EXERCISE DIRECTIONS:
From the material below, pick out and copy every line that contains the string "surveillance". Matching is case-sensitive.

MATERIAL TO PROCESS:
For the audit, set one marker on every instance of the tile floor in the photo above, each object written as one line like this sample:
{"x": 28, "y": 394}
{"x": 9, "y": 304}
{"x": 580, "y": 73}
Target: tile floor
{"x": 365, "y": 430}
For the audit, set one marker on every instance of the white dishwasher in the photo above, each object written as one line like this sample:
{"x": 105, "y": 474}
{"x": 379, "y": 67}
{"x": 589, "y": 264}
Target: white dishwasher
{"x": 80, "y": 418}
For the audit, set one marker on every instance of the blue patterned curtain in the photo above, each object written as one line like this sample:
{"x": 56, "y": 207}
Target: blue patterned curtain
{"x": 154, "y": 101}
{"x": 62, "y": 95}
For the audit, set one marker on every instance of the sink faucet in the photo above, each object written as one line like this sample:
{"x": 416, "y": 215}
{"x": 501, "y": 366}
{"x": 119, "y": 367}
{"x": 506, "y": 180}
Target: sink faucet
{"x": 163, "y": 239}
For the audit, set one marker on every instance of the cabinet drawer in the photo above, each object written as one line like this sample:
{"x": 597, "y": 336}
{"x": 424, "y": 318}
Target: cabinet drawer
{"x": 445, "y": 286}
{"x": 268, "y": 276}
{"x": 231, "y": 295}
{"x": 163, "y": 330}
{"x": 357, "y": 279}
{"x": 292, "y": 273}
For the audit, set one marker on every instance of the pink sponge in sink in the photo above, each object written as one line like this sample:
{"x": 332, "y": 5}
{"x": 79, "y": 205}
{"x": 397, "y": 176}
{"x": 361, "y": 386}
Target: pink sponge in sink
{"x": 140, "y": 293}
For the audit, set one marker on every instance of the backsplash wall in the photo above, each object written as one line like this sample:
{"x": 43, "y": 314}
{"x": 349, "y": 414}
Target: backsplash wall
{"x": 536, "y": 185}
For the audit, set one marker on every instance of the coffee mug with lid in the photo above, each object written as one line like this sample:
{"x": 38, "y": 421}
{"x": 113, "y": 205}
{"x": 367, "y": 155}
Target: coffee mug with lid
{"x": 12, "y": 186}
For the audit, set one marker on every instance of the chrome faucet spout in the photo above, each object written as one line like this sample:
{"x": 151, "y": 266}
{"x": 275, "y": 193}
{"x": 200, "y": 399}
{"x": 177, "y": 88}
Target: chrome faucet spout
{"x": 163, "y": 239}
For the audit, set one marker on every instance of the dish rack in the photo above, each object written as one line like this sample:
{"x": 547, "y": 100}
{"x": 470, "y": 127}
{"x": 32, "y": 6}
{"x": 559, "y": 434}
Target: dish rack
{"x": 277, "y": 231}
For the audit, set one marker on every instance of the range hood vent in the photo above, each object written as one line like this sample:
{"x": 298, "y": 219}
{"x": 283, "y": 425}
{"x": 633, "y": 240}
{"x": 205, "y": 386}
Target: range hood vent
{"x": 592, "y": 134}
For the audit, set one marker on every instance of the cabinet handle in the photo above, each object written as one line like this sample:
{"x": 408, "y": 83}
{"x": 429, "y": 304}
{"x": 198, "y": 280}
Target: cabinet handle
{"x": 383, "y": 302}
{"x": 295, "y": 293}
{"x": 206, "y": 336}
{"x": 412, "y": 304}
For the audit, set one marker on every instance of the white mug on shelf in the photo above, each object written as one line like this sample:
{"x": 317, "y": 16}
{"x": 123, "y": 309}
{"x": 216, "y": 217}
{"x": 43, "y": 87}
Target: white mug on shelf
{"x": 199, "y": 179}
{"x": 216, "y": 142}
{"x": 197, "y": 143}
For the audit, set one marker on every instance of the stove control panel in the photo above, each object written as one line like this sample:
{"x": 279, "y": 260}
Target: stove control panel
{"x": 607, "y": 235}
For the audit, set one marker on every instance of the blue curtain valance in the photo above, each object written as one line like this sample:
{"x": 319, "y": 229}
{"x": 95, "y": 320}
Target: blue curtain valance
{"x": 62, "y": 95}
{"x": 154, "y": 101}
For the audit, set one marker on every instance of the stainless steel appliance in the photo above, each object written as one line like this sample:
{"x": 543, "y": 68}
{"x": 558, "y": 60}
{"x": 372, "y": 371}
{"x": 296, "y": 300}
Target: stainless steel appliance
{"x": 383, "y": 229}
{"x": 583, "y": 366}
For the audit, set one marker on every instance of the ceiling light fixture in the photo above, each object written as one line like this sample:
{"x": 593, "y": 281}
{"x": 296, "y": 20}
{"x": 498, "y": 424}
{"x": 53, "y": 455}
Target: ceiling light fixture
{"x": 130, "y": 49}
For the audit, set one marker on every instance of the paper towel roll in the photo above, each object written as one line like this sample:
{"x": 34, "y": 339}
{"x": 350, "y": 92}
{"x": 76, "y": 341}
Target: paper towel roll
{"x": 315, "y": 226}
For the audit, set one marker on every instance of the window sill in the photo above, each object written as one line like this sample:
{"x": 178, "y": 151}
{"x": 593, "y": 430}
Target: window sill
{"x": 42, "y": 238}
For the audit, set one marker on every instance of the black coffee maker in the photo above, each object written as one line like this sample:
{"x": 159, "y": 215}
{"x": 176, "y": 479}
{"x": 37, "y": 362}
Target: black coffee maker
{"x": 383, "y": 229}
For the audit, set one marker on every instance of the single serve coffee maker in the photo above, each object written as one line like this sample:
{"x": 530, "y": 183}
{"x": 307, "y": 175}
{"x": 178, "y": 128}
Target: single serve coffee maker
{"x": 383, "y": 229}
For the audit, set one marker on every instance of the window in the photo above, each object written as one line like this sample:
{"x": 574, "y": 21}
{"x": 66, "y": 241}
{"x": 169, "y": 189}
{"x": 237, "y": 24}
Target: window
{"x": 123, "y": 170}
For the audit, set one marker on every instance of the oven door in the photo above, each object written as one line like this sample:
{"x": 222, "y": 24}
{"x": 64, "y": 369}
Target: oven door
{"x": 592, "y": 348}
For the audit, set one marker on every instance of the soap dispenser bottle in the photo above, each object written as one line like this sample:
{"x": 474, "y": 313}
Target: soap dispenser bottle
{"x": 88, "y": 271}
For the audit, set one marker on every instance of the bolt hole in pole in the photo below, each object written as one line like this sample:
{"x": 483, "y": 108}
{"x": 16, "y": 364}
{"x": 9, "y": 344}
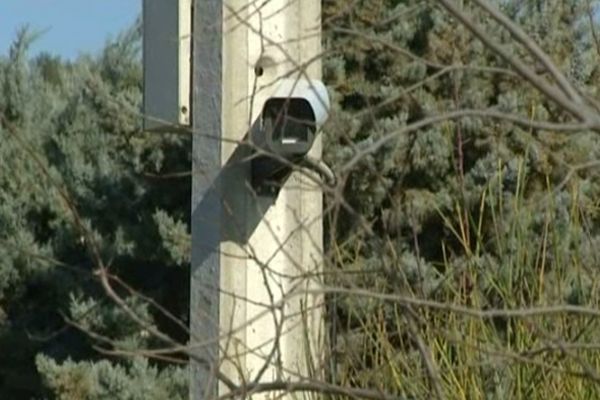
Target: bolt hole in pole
{"x": 263, "y": 64}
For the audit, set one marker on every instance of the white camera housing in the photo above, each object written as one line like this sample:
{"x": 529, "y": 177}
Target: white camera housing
{"x": 292, "y": 116}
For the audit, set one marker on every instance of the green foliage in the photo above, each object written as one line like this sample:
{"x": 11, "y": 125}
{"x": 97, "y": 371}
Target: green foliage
{"x": 103, "y": 380}
{"x": 471, "y": 212}
{"x": 79, "y": 174}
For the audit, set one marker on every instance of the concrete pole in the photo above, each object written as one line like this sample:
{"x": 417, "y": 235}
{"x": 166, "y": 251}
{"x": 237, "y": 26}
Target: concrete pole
{"x": 262, "y": 252}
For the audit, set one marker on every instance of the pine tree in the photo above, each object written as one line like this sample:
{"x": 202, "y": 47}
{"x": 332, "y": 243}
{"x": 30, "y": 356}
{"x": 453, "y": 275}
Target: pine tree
{"x": 78, "y": 168}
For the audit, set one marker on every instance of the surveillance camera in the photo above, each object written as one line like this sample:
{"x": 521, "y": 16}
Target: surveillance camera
{"x": 287, "y": 129}
{"x": 291, "y": 117}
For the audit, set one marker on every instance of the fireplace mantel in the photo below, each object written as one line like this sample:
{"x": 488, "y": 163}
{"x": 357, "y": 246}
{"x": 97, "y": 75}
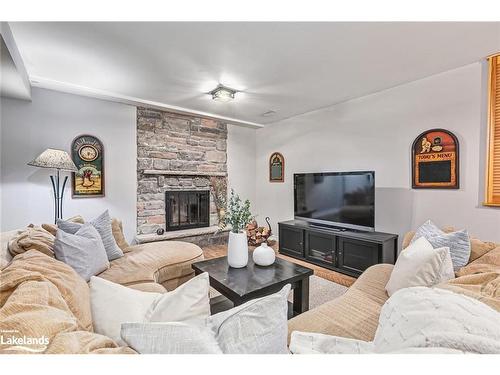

SOLUTION TO THIS PROBLEM:
For the audit, set one marker on every instance of the surveillance camera in the photo above, each object written as one line like this sample:
Target: surveillance camera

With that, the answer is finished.